What is needed
When you reach the line below that has "One marker belongs on each instance of the name", start returning lines exactly, and stop after the line that has "One marker belongs on each instance of the reflection"; skip the pictures.

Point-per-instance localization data
######

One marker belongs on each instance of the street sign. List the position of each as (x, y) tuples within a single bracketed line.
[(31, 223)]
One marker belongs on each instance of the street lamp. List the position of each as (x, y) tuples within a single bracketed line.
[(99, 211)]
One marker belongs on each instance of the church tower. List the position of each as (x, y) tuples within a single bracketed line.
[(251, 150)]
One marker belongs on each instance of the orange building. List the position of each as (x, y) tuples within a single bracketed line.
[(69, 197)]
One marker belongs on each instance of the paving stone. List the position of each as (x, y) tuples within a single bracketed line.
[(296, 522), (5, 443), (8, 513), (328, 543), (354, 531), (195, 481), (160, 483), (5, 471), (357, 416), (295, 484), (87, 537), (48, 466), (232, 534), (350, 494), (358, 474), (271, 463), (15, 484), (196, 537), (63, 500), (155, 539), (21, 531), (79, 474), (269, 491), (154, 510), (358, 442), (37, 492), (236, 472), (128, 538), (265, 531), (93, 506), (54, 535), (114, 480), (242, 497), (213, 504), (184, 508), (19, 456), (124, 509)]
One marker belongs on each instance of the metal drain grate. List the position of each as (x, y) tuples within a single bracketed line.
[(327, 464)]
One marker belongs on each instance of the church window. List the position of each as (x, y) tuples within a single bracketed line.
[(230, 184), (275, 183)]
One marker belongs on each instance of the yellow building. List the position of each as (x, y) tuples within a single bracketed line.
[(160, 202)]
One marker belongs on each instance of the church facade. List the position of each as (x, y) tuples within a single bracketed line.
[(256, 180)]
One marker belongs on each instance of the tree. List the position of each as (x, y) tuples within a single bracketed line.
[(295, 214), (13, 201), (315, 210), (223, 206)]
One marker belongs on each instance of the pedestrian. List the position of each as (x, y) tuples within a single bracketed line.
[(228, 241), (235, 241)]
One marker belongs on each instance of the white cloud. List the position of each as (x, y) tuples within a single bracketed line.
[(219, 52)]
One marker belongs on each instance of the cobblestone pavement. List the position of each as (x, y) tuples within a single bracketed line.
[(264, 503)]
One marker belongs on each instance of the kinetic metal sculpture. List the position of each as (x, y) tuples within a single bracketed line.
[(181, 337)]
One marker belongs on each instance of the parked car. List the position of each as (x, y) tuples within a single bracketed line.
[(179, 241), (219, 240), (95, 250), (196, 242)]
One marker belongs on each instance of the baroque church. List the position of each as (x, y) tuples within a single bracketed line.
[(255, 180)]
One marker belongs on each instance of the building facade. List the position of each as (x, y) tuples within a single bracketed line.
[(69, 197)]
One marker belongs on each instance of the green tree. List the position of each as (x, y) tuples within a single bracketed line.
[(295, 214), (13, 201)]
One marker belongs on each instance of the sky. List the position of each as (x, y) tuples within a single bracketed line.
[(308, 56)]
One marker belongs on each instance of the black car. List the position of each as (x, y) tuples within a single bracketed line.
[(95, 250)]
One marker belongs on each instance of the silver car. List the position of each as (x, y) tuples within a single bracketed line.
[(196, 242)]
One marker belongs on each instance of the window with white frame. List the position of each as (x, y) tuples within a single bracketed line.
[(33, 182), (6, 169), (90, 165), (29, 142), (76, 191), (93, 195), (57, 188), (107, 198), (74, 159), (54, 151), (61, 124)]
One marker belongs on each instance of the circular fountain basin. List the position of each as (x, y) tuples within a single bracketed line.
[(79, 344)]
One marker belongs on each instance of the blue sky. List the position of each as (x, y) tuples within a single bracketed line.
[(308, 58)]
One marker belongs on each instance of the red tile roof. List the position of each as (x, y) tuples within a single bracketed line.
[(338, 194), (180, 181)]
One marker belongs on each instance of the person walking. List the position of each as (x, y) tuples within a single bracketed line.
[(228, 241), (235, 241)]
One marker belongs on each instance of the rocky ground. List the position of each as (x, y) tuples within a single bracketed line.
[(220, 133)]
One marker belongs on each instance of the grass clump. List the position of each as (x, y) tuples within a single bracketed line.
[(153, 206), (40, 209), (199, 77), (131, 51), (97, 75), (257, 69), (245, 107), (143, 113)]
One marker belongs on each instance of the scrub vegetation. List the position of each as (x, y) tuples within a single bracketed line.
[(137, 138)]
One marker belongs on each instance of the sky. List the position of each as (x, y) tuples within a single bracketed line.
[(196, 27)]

######

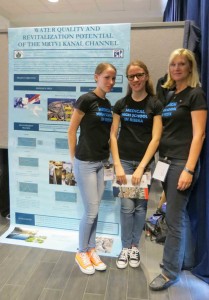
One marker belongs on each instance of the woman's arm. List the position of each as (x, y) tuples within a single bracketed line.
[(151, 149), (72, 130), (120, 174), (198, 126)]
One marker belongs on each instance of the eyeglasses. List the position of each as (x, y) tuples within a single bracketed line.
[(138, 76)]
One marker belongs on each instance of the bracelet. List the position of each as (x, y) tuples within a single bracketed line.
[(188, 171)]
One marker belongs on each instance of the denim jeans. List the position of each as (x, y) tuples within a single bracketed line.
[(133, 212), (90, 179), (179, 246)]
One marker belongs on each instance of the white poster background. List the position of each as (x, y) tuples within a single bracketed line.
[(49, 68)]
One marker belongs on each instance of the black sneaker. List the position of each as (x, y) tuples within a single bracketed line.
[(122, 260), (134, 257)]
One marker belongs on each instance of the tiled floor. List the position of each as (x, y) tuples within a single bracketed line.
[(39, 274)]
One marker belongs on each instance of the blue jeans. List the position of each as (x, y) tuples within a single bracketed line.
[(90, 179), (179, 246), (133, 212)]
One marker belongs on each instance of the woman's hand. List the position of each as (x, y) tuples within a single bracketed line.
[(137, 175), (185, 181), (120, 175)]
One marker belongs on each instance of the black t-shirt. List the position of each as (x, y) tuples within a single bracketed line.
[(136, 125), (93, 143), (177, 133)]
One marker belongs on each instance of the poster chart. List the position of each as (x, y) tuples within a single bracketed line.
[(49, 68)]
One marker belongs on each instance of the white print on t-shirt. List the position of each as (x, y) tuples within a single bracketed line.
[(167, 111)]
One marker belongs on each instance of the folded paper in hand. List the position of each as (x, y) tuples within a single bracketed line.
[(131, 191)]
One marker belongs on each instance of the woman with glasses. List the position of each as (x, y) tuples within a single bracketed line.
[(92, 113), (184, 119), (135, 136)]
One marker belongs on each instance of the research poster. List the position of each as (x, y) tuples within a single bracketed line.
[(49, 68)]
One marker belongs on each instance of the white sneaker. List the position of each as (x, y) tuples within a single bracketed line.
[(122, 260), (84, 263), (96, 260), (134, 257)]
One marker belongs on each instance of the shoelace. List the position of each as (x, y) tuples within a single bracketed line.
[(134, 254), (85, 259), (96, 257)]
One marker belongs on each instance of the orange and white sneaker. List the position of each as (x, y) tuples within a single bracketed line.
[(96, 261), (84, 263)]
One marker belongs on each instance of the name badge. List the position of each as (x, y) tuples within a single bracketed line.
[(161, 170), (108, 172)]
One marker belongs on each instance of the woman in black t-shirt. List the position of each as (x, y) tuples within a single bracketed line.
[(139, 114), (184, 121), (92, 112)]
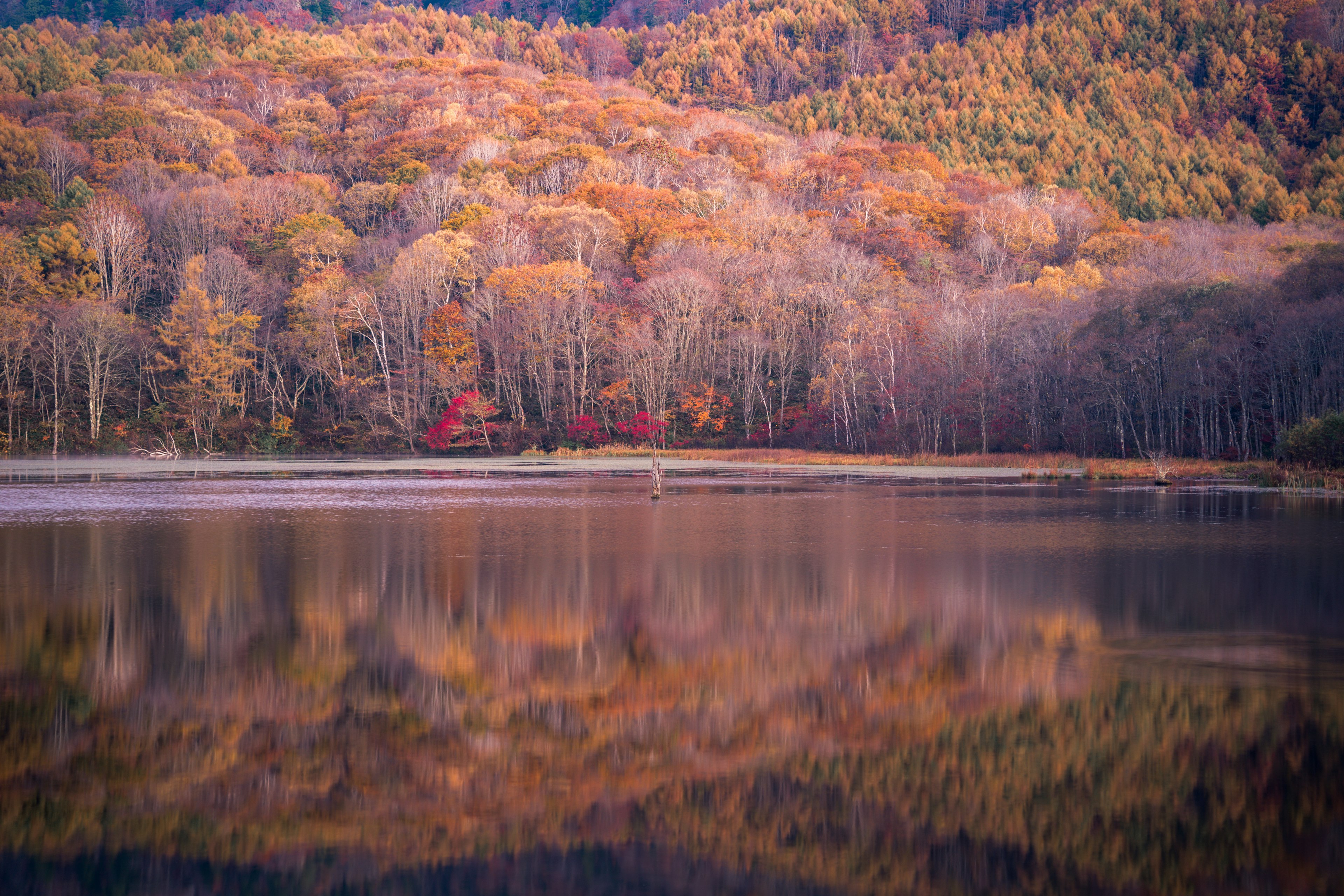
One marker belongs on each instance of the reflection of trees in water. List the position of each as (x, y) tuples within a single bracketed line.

######

Task output
One marker belongs on each instance of the name badge. List the position of each as (x, y) tuples within a single bracketed line.
[(161, 170), (108, 172)]
One marker belongs on each instance of the woman in black t-shirt. List the position of each as (x, y) tuples within a single bracketed line.
[(139, 114), (184, 121), (92, 112)]
One marker belongs on each instance of the reflection of trees in water. List the position of each as (x, y) tuples within a single bracketed line.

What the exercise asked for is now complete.